= Beginning of Section =
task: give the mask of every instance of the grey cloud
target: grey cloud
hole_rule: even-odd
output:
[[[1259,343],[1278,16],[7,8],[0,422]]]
= End of Section =
> _PROBLEM DESCRIPTION_
Throughout the material, how many lines contain the string "grey"? Answer with the number alone.

> _EXERCISE OUTPUT_
2